# THE TASK:
An exact, complete printout of the listing is wanted, minus its images.

# DATASET RECORDS:
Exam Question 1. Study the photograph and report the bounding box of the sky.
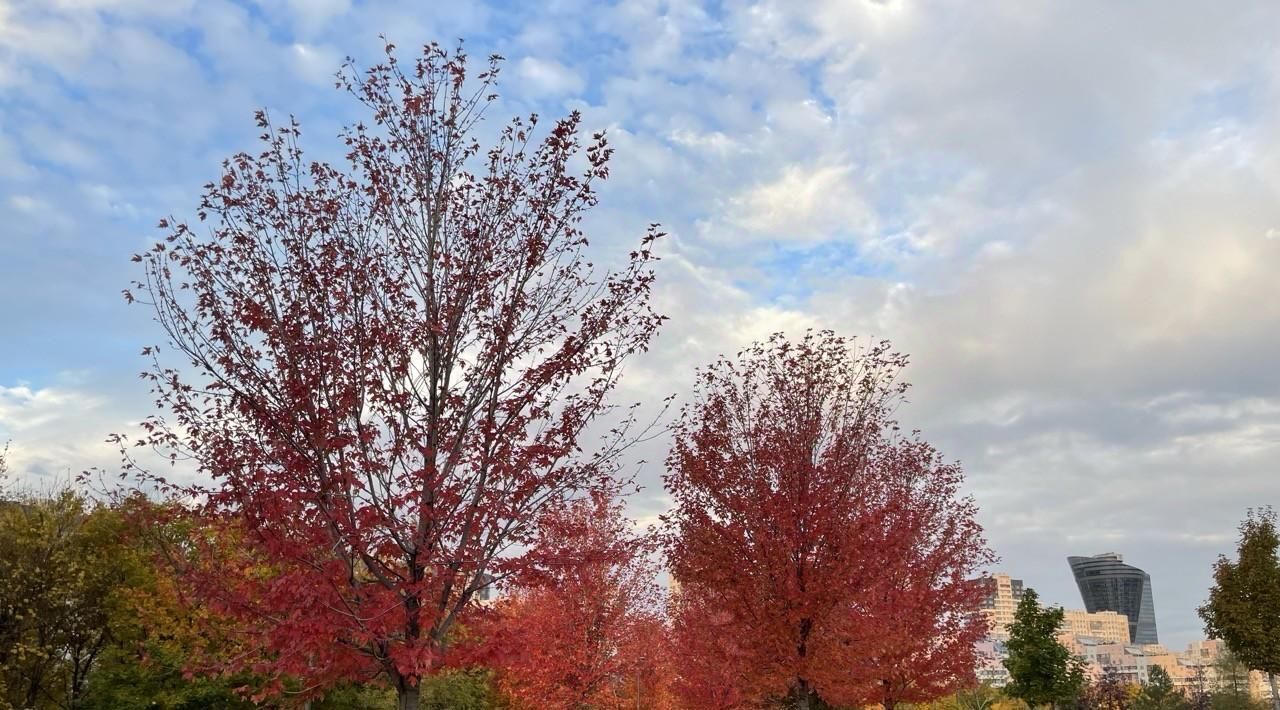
[2,0,1280,650]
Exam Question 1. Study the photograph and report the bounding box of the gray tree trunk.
[792,678,812,710]
[398,686,420,710]
[1268,672,1279,710]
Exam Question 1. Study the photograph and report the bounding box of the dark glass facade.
[1067,553,1158,644]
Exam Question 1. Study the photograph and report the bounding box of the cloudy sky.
[3,0,1280,649]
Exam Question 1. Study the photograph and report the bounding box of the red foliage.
[668,589,753,709]
[477,493,675,709]
[122,42,664,705]
[663,331,991,709]
[839,440,994,709]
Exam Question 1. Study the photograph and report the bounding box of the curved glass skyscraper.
[1067,553,1158,645]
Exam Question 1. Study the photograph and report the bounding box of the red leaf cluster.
[474,493,676,709]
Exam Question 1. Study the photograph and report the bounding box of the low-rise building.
[1058,609,1131,645]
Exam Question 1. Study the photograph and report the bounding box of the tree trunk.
[793,678,811,710]
[398,686,420,710]
[1268,672,1279,710]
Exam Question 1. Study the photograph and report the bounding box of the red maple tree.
[477,493,673,709]
[663,331,989,709]
[841,439,994,710]
[123,42,664,709]
[668,586,754,709]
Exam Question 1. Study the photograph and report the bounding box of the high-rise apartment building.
[980,573,1024,638]
[1068,553,1158,644]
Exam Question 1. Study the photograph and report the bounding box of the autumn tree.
[1003,589,1086,710]
[79,498,264,710]
[124,41,664,710]
[667,584,753,709]
[846,439,994,710]
[1200,508,1280,710]
[480,492,672,709]
[1079,670,1137,710]
[664,331,985,709]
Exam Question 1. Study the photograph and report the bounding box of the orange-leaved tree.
[479,493,674,709]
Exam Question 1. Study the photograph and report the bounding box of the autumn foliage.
[103,28,1007,710]
[477,493,674,709]
[123,41,663,708]
[663,331,991,709]
[844,439,994,709]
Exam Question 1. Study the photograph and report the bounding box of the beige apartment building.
[980,574,1024,638]
[1058,608,1131,645]
[982,573,1129,646]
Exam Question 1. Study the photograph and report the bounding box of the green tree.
[1207,649,1268,710]
[898,685,1021,710]
[0,482,264,710]
[0,488,142,709]
[79,641,258,710]
[1003,589,1086,709]
[955,683,1003,710]
[1200,508,1280,710]
[417,670,505,710]
[1134,665,1185,710]
[1213,649,1252,701]
[311,682,397,709]
[310,671,504,710]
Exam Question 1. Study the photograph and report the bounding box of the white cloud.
[284,0,350,36]
[0,381,119,487]
[291,42,341,84]
[0,383,101,433]
[7,194,42,212]
[515,56,584,97]
[713,163,875,244]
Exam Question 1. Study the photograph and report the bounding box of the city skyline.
[3,1,1280,652]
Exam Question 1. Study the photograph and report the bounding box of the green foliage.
[418,669,506,710]
[1134,665,1185,710]
[1200,508,1280,678]
[0,486,264,710]
[312,682,397,709]
[1206,649,1269,710]
[1207,690,1269,710]
[1003,588,1086,709]
[0,489,145,709]
[79,641,257,710]
[901,684,1024,710]
[1079,669,1138,710]
[952,683,1005,710]
[310,670,504,710]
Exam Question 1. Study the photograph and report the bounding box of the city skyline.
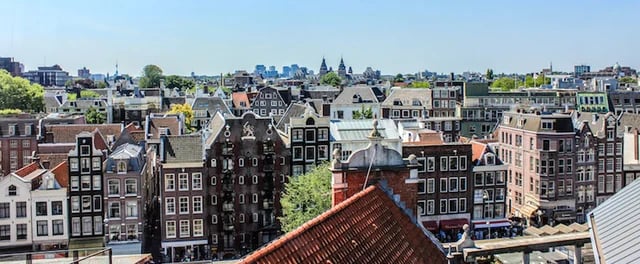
[2,0,639,76]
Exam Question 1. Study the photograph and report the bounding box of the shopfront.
[162,240,208,262]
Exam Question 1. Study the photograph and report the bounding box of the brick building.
[0,114,38,175]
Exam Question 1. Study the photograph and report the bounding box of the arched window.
[8,185,16,196]
[305,118,315,126]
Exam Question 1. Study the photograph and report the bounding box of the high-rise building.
[23,65,71,87]
[78,67,91,79]
[0,57,24,76]
[574,65,591,77]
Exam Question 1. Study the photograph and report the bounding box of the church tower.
[319,57,328,76]
[338,57,347,78]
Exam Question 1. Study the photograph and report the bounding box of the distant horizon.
[2,0,638,76]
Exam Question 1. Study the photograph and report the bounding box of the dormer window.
[503,116,510,125]
[412,99,422,106]
[8,125,15,136]
[393,100,403,106]
[541,120,554,130]
[517,119,525,128]
[485,154,495,165]
[117,161,127,173]
[24,124,32,136]
[8,185,16,196]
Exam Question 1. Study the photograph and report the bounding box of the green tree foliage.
[486,69,494,80]
[96,81,107,89]
[620,76,635,84]
[139,64,164,88]
[408,81,430,88]
[165,75,196,91]
[320,72,342,87]
[490,77,523,91]
[67,89,101,101]
[279,163,332,233]
[168,103,194,132]
[85,107,106,124]
[524,75,551,87]
[0,109,23,115]
[394,73,405,83]
[0,70,44,112]
[352,105,374,119]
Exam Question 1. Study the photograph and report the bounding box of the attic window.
[8,125,15,136]
[485,154,495,165]
[117,161,127,173]
[541,121,554,130]
[8,185,16,196]
[517,119,525,128]
[503,117,510,125]
[412,99,422,106]
[24,124,32,136]
[393,100,403,106]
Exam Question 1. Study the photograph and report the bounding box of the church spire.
[319,57,328,76]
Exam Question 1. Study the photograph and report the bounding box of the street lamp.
[482,190,490,239]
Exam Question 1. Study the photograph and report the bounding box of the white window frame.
[179,220,190,238]
[427,178,435,193]
[193,219,203,237]
[165,174,175,191]
[165,197,175,215]
[427,200,435,215]
[210,176,217,186]
[166,221,176,238]
[252,193,258,204]
[178,173,189,191]
[192,173,202,190]
[192,196,203,214]
[179,196,189,215]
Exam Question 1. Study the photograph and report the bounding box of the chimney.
[203,85,209,94]
[450,72,455,81]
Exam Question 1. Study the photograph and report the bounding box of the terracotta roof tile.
[232,92,251,109]
[240,186,447,264]
[471,141,487,164]
[50,161,69,188]
[44,124,122,144]
[14,162,40,178]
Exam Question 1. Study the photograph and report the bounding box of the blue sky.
[2,0,638,76]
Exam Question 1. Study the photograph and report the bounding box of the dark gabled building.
[190,96,232,130]
[203,111,290,259]
[67,132,105,249]
[158,134,206,262]
[277,104,330,177]
[250,87,289,117]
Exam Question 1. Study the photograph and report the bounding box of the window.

# RESULT FOR THIS EXERCISE:
Exam Question 1. Study the photograph and report the bounding box of the sky.
[2,0,1280,650]
Exam Question 1. Study the photograph and report the bounding box of the gray tree trunk.
[792,678,812,710]
[398,686,420,710]
[1268,672,1279,710]
Exam Question 1. Study the photograph and report the bounding box of the dark glass facade.
[1067,553,1158,644]
Exam Question 1. Study the photograph and report the bounding box of the cloudy sky.
[3,0,1280,649]
Exam Question 1. Study the photograph and report the bounding box of the red foliage.
[668,589,753,709]
[477,493,675,709]
[122,42,664,705]
[663,331,991,709]
[839,440,994,709]
Exam Question 1. Study the photograph and report the bounding box of the curved glass skyscraper.
[1067,553,1158,645]
Exam Question 1. Study the photograph and report the bounding box of the red leaf cluster.
[474,493,676,709]
Exam Question 1. Study the photograph and report the bounding box of the low-rise building.
[1058,609,1131,645]
Exam Question 1. Study the photograph and report the bounding box of the tree trunk.
[793,678,811,710]
[398,686,420,710]
[1268,672,1279,710]
Exam Question 1. Study the photograph and report the bounding box of the red maple tree.
[477,493,673,709]
[663,331,989,709]
[841,439,994,710]
[123,42,664,709]
[668,586,754,709]
Exam Question 1. Study the photograph and report the bounding box of the high-rise apartment building.
[980,573,1024,638]
[1068,553,1158,644]
Exam Question 1. Study the photograph and report the bounding box of the autumn tree.
[1003,589,1086,710]
[79,498,264,710]
[124,41,664,710]
[667,584,753,709]
[846,439,994,710]
[1200,508,1280,710]
[480,492,672,709]
[1079,670,1137,710]
[664,331,985,709]
Exam Question 1. Study the photograph and report the bounding box of the orange-leaved tree.
[479,493,674,709]
Exam Question 1. Study the photograph and report the bounding box of the autumn foliage.
[103,28,1007,710]
[477,493,674,709]
[123,41,663,708]
[663,331,991,709]
[844,439,994,709]
Exam Question 1. Study the photograph and report the bounding box of the beige apartment building.
[980,574,1024,638]
[1058,608,1131,645]
[982,573,1129,646]
Exam Question 1. Study the photograph and report the bounding box of the green tree.
[1207,649,1268,710]
[898,685,1021,710]
[0,482,264,710]
[0,488,142,709]
[79,641,258,710]
[1003,589,1086,709]
[955,683,1003,710]
[1200,508,1280,710]
[417,670,505,710]
[1134,665,1185,710]
[1213,649,1252,701]
[311,682,397,709]
[310,671,504,710]
Exam Question 1. Study the photograph and report the bounding box of the white cloud.
[284,0,350,36]
[0,381,119,487]
[291,42,341,84]
[0,383,101,433]
[7,194,42,212]
[515,56,584,97]
[713,163,875,244]
Exam Question 1. Study the photograph and report the bounding box of the city skyline.
[3,1,1280,652]
Exam Question 1. Study the photograph and report the bounding box of the green foliage.
[418,669,506,710]
[1134,665,1185,710]
[1200,508,1280,678]
[0,486,264,710]
[312,682,397,709]
[1206,649,1269,710]
[1207,690,1269,710]
[1003,588,1086,709]
[0,489,145,709]
[79,641,257,710]
[901,684,1024,710]
[1079,669,1138,710]
[952,683,1005,710]
[310,670,504,710]
Exam Question 1. Study the photograph and report the bounding box of the city skyline.
[2,0,639,76]
Exam Question 1. Study the photograph and report the bounding box of the shopfront.
[162,240,208,262]
Exam Question 1. Study the photograph and report the bounding box of the brick building.
[0,114,38,175]
Exam Question 1. Study the photograph and report the bounding box of the arched window.
[8,185,16,196]
[305,118,315,126]
Exam Question 1. Study the photograph and report the bounding box of the high-rise building.
[23,65,71,87]
[78,67,91,79]
[0,57,24,76]
[574,65,591,77]
Exam Question 1. Study the photograph and report the bounding box of the church tower.
[319,57,328,76]
[338,57,347,78]
Exam Question 1. Study the photograph and report the bounding box of the distant horizon.
[2,0,638,76]
Exam Question 1. Study the photograph and report the bounding box of the dormer window.
[503,116,510,125]
[412,99,422,106]
[8,125,15,136]
[393,100,403,106]
[541,120,554,130]
[517,119,525,128]
[485,154,495,165]
[117,161,127,173]
[24,124,32,136]
[8,185,16,196]
Exam Question 1. Study the photograph and report the bounding box of the green tree foliage.
[486,69,494,80]
[96,81,107,89]
[620,76,635,84]
[139,64,164,88]
[408,81,430,88]
[165,75,196,91]
[320,72,342,87]
[490,77,523,91]
[67,89,101,101]
[279,163,332,233]
[168,103,194,132]
[85,107,106,124]
[524,75,551,87]
[0,109,23,115]
[394,73,405,83]
[0,70,44,112]
[352,105,374,119]
Exam Question 1. Study the photograph and report the bounding box of the attic window.
[8,125,15,136]
[485,154,495,165]
[117,161,127,173]
[541,121,554,130]
[8,185,16,196]
[517,119,525,128]
[503,117,510,125]
[412,99,422,106]
[24,124,32,136]
[393,100,403,106]
Exam Question 1. Study the photograph and report the bounding box of the church spire.
[319,57,328,76]
Exam Question 1. Study the photograph and report the bounding box of the street lamp.
[482,190,490,239]
Exam Question 1. Study the photograph and report the bounding box of the white window frame.
[179,220,190,238]
[427,178,435,193]
[193,219,203,237]
[165,174,175,191]
[165,197,175,215]
[427,200,435,215]
[210,176,217,186]
[166,221,176,238]
[252,193,258,204]
[178,173,189,191]
[192,173,202,190]
[192,196,203,214]
[179,196,189,215]
Exam Question 1. Study the photograph and report the bounding box of the chimney.
[203,85,209,94]
[450,72,455,81]
Exam Question 1. Study the photograph and report the bounding box of the terracotta roof tile.
[232,92,251,109]
[240,186,447,264]
[471,141,487,164]
[50,161,69,188]
[44,124,122,144]
[14,162,40,178]
Exam Question 1. Study the photograph and report the bounding box of the blue sky.
[2,0,638,76]
Exam Question 1. Study the photograph and report the bounding box of the dark gabled building.
[190,96,232,130]
[203,111,290,259]
[67,132,105,249]
[158,134,206,262]
[277,104,330,177]
[250,87,289,117]
Exam Question 1. Study the photograph and report the bounding box of the window.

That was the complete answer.